■ Problem statement ■
Rewrite every line of the records below as one numbered list, dropping any blank lines.
________________________
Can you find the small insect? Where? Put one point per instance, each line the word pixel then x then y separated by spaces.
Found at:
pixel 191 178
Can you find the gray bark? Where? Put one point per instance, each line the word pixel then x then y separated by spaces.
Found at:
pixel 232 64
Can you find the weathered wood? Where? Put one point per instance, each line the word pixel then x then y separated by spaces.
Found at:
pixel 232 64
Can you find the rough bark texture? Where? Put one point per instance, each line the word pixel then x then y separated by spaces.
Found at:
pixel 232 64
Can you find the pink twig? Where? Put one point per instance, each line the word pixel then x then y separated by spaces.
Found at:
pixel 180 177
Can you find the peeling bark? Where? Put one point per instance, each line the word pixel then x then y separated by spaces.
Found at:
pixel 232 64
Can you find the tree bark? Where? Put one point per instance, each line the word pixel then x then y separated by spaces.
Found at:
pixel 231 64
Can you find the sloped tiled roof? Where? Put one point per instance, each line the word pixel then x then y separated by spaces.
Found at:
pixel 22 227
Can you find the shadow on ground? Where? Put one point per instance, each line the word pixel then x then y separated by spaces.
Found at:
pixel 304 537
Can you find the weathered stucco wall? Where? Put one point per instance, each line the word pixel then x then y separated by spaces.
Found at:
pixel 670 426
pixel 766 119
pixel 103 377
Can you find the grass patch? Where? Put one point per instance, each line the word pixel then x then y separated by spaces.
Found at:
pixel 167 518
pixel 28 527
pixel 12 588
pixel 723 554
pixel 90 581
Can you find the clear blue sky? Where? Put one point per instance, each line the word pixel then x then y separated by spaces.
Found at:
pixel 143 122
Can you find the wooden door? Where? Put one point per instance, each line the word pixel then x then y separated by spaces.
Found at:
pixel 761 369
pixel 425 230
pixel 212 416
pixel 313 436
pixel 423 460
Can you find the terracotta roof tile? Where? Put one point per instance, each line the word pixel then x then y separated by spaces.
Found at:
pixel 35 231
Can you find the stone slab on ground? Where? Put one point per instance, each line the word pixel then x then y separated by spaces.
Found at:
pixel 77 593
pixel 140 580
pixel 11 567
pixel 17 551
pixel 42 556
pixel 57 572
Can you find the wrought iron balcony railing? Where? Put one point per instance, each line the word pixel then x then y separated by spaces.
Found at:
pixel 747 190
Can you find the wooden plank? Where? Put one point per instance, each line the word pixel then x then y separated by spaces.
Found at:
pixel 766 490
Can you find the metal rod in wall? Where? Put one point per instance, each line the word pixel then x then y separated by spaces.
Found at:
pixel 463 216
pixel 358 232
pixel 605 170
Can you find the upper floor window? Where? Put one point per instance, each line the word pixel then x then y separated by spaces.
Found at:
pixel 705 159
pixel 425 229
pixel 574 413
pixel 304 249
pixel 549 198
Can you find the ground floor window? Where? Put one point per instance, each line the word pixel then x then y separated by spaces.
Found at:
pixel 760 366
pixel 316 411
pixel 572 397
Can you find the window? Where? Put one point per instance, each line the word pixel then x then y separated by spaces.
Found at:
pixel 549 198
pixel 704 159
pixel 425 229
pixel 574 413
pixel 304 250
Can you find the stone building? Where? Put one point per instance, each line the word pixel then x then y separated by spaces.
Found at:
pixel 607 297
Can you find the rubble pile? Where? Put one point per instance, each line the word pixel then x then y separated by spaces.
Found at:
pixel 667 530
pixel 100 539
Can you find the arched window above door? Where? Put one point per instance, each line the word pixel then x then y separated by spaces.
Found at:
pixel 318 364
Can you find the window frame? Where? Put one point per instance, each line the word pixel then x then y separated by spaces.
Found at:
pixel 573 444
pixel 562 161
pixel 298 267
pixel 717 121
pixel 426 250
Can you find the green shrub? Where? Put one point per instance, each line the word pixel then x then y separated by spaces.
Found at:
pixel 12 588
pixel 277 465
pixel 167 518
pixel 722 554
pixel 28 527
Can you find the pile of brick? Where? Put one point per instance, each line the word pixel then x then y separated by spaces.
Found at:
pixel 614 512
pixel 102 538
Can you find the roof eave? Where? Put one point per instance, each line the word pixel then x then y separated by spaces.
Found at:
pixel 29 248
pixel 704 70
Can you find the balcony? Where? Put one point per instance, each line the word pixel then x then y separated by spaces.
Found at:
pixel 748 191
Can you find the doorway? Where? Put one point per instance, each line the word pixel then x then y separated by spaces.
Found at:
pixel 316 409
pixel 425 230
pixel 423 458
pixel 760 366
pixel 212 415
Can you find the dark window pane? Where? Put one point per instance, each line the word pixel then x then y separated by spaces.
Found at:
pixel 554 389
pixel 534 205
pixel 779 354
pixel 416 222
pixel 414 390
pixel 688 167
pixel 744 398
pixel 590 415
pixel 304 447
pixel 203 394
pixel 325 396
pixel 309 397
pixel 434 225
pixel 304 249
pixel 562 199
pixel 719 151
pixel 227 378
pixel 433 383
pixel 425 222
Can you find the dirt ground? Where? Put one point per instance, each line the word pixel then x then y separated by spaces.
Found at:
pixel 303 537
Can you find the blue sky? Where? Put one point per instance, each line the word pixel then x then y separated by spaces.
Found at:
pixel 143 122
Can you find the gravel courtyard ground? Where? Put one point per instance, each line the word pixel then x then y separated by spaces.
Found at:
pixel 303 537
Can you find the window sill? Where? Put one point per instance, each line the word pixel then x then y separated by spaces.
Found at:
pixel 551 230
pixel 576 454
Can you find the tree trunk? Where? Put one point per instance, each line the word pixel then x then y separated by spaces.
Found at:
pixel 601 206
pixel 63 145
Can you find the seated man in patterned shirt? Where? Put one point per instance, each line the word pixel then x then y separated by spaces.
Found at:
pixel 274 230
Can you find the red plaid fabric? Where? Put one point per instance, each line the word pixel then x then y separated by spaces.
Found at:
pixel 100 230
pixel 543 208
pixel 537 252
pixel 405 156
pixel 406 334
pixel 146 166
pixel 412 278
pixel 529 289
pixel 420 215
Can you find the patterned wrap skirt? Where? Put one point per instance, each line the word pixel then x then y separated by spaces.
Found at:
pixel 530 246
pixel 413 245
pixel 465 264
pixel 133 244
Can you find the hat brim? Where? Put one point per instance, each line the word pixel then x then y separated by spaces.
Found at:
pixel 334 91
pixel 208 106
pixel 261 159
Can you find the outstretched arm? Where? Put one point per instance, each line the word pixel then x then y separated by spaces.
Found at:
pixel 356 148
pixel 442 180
________________________
■ The output ■
1. Can you find the small insect? Where? Put one point per instance, each line the word pixel then x then y separated by spaces.
2. Found at:
3. pixel 191 178
4. Can you find the gray bark? Where? Put one point per instance, each line the word pixel then x then y separated by spaces.
5. Found at:
6. pixel 232 64
7. Can you find the weathered wood? Where? Put one point per instance, each line the word pixel then x then y separated by spaces.
8. Found at:
9. pixel 232 64
10. Can you find the rough bark texture? Where? Put one point per instance, each line the word pixel then x then y separated by spaces.
11. Found at:
12. pixel 232 64
13. Can you find the pink twig? Where? Put one point per instance, each line the word pixel then x then y separated by spaces.
14. Found at:
15. pixel 180 177
16. Can you find the peeling bark? Where? Put one point per instance, each line the word pixel then x then y separated by spaces.
17. Found at:
18. pixel 232 64
19. Can you find the tree bark? Where? Put one point per instance, each line the word pixel then x then y separated by spaces.
20. Found at:
21. pixel 231 64
22. Can you find the sloped tiled roof? Where? Put one point per instance, each line the word pixel then x then y separated by spaces.
23. Found at:
24. pixel 22 227
25. Can you find the shadow on ground? Where? Put one point per instance, each line the word pixel then x then y separated by spaces.
26. Found at:
27. pixel 304 537
28. Can you find the weathered stucco wall? Where? Put one point per instance, each line the word pixel then x then y separated by spaces.
29. Found at:
30. pixel 670 426
31. pixel 766 119
32. pixel 103 377
33. Can you find the grass patch? Where? Put one point per instance, each line the word pixel then x then y separated by spaces.
34. Found at:
35. pixel 167 518
36. pixel 28 527
37. pixel 12 588
38. pixel 723 554
39. pixel 90 581
40. Can you find the clear blue sky? Where? Put one point per instance, each line the word pixel then x then y separated by spaces.
41. Found at:
42. pixel 143 122
43. Can you find the wooden door? Where? Put one point per instance, each line the word pixel then x then y separated by spaces.
44. Found at:
45. pixel 761 369
46. pixel 425 230
47. pixel 212 416
48. pixel 313 436
49. pixel 423 460
50. Can you find the terracotta roof tile? Where? Put one point per instance, each line the word pixel then x then y separated by spaces.
51. Found at:
52. pixel 35 231
53. Can you find the stone slab on ground? Where? Put one point per instance, each line the word pixel then x then y separated by spaces.
54. Found at:
55. pixel 77 593
56. pixel 140 580
57. pixel 11 567
58. pixel 17 551
59. pixel 42 556
60. pixel 57 572
61. Can you find the wrought iron balcony railing? Where? Put one point per instance, each line the word pixel then x then y separated by spaces.
62. Found at:
63. pixel 747 190
64. Can you find the wooden plank? Where? Put one point per instance, each line the word pixel then x then y separated by spaces.
65. Found at:
66. pixel 766 490
67. Can you find the metal rod in wall? Where? Put one point per instance, each line the word pixel then x then y separated by spaces.
68. Found at:
69. pixel 463 216
70. pixel 358 232
71. pixel 605 170
72. Can you find the upper floor window? Where? Put one point per instance, each line the word pixel then x then y separated by spaces.
73. Found at:
74. pixel 705 159
75. pixel 425 229
76. pixel 574 413
77. pixel 304 249
78. pixel 549 198
79. Can you find the ground floor window? Where? Put one point per instance, each line the word pixel then x then y separated by spaces.
80. Found at:
81. pixel 760 366
82. pixel 316 411
83. pixel 572 397
84. Can you find the window? Where? Put one point per instance, each line the word pixel then x then y separated by spaces.
85. Found at:
86. pixel 549 198
87. pixel 704 159
88. pixel 425 229
89. pixel 574 413
90. pixel 304 250
91. Can you find the stone building? Where? Put one point per instance, each line the word pixel then x then y separated by spaces.
92. Found at:
93. pixel 607 297
94. Can you find the rubble pile? Where? Put one point per instance, each line the word pixel then x then y separated by spaces.
95. Found at:
96. pixel 667 530
97. pixel 100 539
98. Can you find the arched window above door? Where? Put one point per instance, each line the word pixel then x then y separated by spaces.
99. Found at:
100. pixel 318 364
101. Can you find the window frame? Where? Put one point per instance, each line the word pixel then x then y separated by spaces.
102. Found at:
103. pixel 573 444
104. pixel 562 161
105. pixel 298 267
106. pixel 717 121
107. pixel 426 250
108. Can you find the green shrub? Where? Put one point per instance, each line the word pixel then x then y separated by spaces.
109. Found at:
110. pixel 12 588
111. pixel 277 465
112. pixel 167 518
113. pixel 722 554
114. pixel 28 527
115. Can you find the pile of brick? Where? Put one point per instance, each line the word pixel then x then y separated by spaces.
116. Found at:
117. pixel 614 512
118. pixel 102 538
119. Can you find the roof eave? Where? Put one point per instance, each line the word pixel then x then y separated by spaces.
120. Found at:
121. pixel 29 248
122. pixel 704 70
123. Can you find the balcony? Where? Put one point per instance, each line the word pixel then x then y separated by spaces.
124. Found at:
125. pixel 748 191
126. Can you find the doorway? Where? Put one point per instance, each line the word pixel then x then y separated by spaces.
127. Found at:
128. pixel 316 409
129. pixel 425 230
130. pixel 423 458
131. pixel 760 366
132. pixel 212 415
133. Can you find the dark window pane? Where? Put one point per instance, each line the word pixel then x then y separated by spaces.
134. Found at:
135. pixel 554 389
136. pixel 534 205
137. pixel 779 354
138. pixel 416 222
139. pixel 414 390
140. pixel 688 167
141. pixel 744 398
142. pixel 590 415
143. pixel 304 447
144. pixel 203 394
145. pixel 325 396
146. pixel 309 397
147. pixel 434 225
148. pixel 304 249
149. pixel 562 199
150. pixel 719 151
151. pixel 227 378
152. pixel 433 383
153. pixel 425 222
154. Can you find the dirt ground? Where? Put one point per instance, each line the word pixel then x then y separated by spaces.
155. Found at:
156. pixel 303 537
157. Can you find the blue sky? Where? Put one point per instance, each line the word pixel then x then y separated by spaces.
158. Found at:
159. pixel 143 122
160. Can you find the gravel courtyard ground? Where? Put one point per instance, each line the word pixel then x then y separated by spaces.
161. Found at:
162. pixel 303 537
163. Can you find the window sill? Where? Put one point per instance, each line the word pixel then x then y separated by spaces.
164. Found at:
165. pixel 551 230
166. pixel 576 454
167. Can you find the tree trunk? Where? Put one point per instance, each line the word pixel then x then y separated by spaces.
168. Found at:
169. pixel 601 206
170. pixel 63 145
171. Can you find the seated man in patterned shirt? Where? Put one point per instance, each line the word pixel then x then y separated by spaces.
172. Found at:
173. pixel 274 230
174. Can you find the red plaid fabric? Where? Put one point per instance, each line the word pixel then x then y separated by spaces.
175. Found at:
176. pixel 100 230
177. pixel 543 208
178. pixel 537 252
179. pixel 405 156
180. pixel 406 334
181. pixel 146 166
182. pixel 412 278
183. pixel 529 289
184. pixel 420 215
185. Can you find the patterned wrap skirt? Where? Put one point per instance, each line the word pixel then x then y separated by spaces.
186. Found at:
187. pixel 530 246
188. pixel 413 245
189. pixel 465 264
190. pixel 133 244
191. Can you find the hat brim? Where? Put one point per instance, each line the word pixel then x then y separated by spaces.
192. Found at:
193. pixel 334 91
194. pixel 208 106
195. pixel 261 159
196. Can you find the outstretched arm? Where? Put one point per instance, each line the word pixel then x then y separated by spaces.
197. Found at:
198. pixel 356 148
199. pixel 442 180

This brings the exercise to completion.